>> Begin TEXT PASSAGE
Home Energy Management with or without an Advanced Metering Infrastructure - Part 2
According to Parks Associates, approximately 45% of all U.S. households will be served by smart meters by the end of 2015. As few as 10% of those meters, however, will be enabled for two-way communications between a home area network (HAN) and the utility's back-end processing system. Other analysts predict more or less smart meter penetration and HAN capabilities, but the result is the same: Effective residential demand response programs require two-way, near-real-time communications to provide system operators with the ability to monitor demand response actions, just as they do with conventional generation.
Fortunately, there already exists a ubiquitous, reliable and secure two-way data communications network suitable for DR that is available in every utility's service area to virtually every home and is already installed in the U.S. in 63% of them: the Internet. The penetration in larger residences with the highest potential return on the DR investment is even greater. And broadband penetration will only continue to increase as digital subscriber line (DSL), cable modem, third- or fourth-generation (3G/4G) cellular communications, and satellite services are expanded, and competition among these alternatives lowers subscription rates.
>> End TEXT PASSAGE
>> Begin RECORDS SHOWN
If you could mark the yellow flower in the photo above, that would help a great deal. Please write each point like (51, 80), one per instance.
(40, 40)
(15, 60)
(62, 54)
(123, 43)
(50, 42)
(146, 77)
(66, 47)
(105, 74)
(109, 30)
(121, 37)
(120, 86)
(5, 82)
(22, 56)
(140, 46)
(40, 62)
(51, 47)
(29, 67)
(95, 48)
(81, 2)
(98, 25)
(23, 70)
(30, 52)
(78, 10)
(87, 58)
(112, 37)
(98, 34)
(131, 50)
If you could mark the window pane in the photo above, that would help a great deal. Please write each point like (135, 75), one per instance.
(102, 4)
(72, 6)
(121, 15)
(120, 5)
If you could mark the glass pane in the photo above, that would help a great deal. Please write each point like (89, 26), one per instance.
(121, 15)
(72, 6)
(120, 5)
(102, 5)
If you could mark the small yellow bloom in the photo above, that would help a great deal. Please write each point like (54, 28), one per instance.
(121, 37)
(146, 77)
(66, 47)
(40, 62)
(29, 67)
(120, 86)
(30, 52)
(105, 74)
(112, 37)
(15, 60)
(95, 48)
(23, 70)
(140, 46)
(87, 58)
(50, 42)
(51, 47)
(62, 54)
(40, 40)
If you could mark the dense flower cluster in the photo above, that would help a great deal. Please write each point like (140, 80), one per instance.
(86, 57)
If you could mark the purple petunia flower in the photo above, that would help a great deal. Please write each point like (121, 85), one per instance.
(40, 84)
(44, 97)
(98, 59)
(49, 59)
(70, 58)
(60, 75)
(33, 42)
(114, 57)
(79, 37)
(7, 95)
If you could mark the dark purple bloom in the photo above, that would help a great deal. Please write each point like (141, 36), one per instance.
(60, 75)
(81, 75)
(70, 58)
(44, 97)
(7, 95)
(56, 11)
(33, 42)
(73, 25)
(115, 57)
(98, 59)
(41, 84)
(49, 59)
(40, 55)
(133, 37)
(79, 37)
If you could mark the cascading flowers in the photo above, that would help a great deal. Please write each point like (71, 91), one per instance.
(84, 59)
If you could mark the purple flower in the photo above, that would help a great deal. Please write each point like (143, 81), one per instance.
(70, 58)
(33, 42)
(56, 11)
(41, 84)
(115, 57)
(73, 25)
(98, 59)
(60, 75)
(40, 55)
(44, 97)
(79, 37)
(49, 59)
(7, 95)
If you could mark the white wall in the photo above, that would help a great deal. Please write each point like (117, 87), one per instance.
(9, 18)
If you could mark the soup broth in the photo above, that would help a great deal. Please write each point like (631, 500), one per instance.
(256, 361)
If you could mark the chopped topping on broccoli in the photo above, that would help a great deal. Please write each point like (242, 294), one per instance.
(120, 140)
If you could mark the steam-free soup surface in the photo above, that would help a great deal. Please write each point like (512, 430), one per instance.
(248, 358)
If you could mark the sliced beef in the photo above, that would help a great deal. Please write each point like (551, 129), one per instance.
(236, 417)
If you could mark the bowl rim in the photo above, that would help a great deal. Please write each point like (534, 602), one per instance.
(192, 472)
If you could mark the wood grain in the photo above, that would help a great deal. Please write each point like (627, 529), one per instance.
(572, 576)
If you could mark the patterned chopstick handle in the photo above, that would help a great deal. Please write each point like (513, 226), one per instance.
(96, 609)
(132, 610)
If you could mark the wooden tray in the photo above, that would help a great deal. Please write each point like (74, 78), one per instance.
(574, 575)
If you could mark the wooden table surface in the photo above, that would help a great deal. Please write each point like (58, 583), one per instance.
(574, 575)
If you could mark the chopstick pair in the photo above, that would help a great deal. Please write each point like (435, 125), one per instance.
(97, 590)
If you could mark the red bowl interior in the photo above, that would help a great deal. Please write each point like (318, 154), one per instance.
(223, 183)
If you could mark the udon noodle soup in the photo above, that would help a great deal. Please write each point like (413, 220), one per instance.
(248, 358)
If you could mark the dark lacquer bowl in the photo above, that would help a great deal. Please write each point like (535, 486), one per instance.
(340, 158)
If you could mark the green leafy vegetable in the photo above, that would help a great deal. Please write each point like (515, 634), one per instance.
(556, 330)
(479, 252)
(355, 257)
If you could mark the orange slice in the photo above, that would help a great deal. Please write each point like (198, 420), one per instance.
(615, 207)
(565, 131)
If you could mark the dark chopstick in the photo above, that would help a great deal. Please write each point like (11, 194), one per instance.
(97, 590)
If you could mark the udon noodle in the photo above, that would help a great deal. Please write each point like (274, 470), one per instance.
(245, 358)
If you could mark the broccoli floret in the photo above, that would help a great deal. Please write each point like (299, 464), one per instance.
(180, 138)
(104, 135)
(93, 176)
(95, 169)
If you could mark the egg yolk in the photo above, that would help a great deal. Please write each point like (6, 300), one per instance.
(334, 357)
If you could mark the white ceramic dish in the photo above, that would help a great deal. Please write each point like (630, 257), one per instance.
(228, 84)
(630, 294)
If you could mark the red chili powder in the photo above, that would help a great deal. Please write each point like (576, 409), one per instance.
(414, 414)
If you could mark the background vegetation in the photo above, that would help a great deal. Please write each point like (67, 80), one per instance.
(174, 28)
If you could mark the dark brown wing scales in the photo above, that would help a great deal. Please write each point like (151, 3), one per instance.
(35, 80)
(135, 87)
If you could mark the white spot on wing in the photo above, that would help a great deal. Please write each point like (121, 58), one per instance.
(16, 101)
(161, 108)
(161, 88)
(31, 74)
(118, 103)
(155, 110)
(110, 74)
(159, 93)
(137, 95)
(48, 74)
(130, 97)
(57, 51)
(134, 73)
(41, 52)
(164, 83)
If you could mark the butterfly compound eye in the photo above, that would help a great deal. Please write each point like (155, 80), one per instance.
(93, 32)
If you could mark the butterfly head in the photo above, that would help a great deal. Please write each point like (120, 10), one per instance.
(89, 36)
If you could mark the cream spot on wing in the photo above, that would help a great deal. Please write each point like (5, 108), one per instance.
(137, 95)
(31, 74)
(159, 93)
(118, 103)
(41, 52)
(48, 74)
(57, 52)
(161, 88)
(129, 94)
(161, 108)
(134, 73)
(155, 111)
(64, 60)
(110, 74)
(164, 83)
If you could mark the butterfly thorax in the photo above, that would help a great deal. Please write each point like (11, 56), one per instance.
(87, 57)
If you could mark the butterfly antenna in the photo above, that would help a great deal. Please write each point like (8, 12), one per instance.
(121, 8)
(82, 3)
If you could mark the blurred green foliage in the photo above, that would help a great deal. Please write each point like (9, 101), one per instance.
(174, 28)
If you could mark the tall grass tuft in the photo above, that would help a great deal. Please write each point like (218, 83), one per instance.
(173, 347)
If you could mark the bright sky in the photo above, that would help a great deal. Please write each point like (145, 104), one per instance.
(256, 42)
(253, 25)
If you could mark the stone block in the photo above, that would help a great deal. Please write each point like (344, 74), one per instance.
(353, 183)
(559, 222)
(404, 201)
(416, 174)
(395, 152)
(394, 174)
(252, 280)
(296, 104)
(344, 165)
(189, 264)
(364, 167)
>> End RECORDS SHOWN
▶ **TASKS AND EXERCISES**
**A.** According to the home energy management article, in what percentage of U.S. homes is the Internet already installed?
**B.** Repeat word for word the portion of the home energy management article from "Fortunately, there already" to "lowers subscription rates.".
The rows are not required for any of the tasks.

▶ **TASK ANSWERS**
**A.** 63%

**B.**
Fortunately, there already exists a ubiquitous, reliable and secure two-way data communications network suitable for DR that is available in every utility's service area to virtually every home and is already installed in the U.S. in 63% of them: the Internet. The penetration in larger residences with the highest potential return on the DR investment is even greater. And broadband penetration will only continue to increase as digital subscriber line (DSL), cable modem, third- or fourth-generation (3G/4G) cellular communications, and satellite services are expanded, and competition among these alternatives lowers subscription rates.